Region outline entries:
%%
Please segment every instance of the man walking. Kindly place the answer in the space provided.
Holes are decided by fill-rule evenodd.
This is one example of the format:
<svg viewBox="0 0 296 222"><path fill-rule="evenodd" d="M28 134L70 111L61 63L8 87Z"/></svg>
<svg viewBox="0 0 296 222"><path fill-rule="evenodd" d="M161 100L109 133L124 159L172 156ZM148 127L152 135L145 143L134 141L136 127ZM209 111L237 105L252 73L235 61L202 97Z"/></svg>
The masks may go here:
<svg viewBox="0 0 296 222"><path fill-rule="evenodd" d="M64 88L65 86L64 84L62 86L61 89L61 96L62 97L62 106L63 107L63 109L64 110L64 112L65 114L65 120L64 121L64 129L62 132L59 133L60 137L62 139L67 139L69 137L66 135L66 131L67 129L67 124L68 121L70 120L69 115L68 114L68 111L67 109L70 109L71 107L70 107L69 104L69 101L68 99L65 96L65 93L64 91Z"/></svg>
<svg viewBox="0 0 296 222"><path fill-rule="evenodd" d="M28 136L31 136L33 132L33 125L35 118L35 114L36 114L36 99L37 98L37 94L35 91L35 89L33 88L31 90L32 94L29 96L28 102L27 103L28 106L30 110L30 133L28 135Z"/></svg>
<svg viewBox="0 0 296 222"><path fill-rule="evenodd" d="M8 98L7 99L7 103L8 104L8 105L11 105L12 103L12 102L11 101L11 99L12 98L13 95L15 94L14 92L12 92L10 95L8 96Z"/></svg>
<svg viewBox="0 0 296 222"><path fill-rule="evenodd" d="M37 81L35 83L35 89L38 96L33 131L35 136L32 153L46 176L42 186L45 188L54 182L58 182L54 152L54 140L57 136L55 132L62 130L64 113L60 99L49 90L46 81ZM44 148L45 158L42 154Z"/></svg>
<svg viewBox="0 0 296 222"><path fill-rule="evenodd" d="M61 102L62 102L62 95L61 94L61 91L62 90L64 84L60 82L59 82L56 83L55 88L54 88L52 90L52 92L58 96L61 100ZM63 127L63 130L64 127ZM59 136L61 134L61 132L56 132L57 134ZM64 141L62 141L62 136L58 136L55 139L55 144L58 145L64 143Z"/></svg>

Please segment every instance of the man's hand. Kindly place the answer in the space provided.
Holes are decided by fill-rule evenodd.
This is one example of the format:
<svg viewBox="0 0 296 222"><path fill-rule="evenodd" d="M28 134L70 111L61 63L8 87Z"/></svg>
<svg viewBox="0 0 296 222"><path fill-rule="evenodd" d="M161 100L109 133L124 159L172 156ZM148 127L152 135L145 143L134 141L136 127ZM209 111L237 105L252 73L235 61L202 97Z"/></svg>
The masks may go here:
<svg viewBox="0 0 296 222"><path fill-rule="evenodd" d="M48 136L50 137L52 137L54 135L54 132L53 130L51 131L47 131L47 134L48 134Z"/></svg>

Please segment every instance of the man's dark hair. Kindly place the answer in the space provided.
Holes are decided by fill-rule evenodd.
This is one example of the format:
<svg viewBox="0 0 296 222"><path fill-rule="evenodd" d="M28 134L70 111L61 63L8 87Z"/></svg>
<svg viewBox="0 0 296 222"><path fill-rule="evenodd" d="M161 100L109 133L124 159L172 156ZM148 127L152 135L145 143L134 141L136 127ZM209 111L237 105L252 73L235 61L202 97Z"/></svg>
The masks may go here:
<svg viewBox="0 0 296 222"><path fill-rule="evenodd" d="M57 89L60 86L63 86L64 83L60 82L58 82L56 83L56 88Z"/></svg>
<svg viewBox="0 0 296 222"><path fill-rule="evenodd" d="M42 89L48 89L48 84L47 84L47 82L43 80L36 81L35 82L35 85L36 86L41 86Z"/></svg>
%%
Aim of the exercise:
Reproduce the listing from its beginning up to and including the line containing "102L62 102L62 95L61", substituting "outlines" for "masks" and leaving everything else unchanged.

In response:
Please segment every instance of the man walking. Kindly place the answer in the space provided.
Holes are decided by fill-rule evenodd.
This is one example of the format:
<svg viewBox="0 0 296 222"><path fill-rule="evenodd" d="M28 134L70 111L61 63L8 87Z"/></svg>
<svg viewBox="0 0 296 222"><path fill-rule="evenodd" d="M161 100L109 133L124 159L172 156ZM148 127L152 135L145 143L134 141L136 127ZM209 111L237 105L252 73L235 61L202 97Z"/></svg>
The outlines may go here:
<svg viewBox="0 0 296 222"><path fill-rule="evenodd" d="M64 88L65 86L64 84L62 86L61 89L61 96L62 97L62 106L63 107L63 109L64 110L64 112L65 114L65 120L64 121L64 129L62 132L59 133L60 137L62 139L67 139L69 137L66 135L66 131L67 129L67 124L68 121L70 120L69 115L68 114L68 111L67 109L70 109L71 107L70 107L69 104L69 101L68 99L65 96L65 93L64 91Z"/></svg>
<svg viewBox="0 0 296 222"><path fill-rule="evenodd" d="M28 136L31 136L33 132L33 125L35 118L35 114L36 114L36 99L37 98L37 94L35 91L35 89L33 88L31 90L32 94L29 96L28 102L27 103L28 106L30 110L30 133L28 135Z"/></svg>
<svg viewBox="0 0 296 222"><path fill-rule="evenodd" d="M8 98L7 99L7 103L8 104L8 105L11 105L12 103L12 102L11 101L11 99L12 98L13 95L15 94L14 92L12 92L10 95L8 96Z"/></svg>
<svg viewBox="0 0 296 222"><path fill-rule="evenodd" d="M37 81L35 83L35 89L38 96L33 131L35 136L32 153L46 176L42 186L45 188L54 182L58 182L54 152L54 140L57 136L55 132L62 130L64 113L60 99L49 90L46 81ZM44 148L45 158L42 154Z"/></svg>
<svg viewBox="0 0 296 222"><path fill-rule="evenodd" d="M61 102L62 102L62 95L61 94L61 91L62 90L64 84L60 82L59 82L56 83L55 88L54 88L52 90L52 92L58 96L61 100ZM63 127L63 130L64 127ZM59 136L61 134L61 132L56 132L57 134ZM64 141L62 141L62 136L58 136L55 139L55 144L58 145L64 143Z"/></svg>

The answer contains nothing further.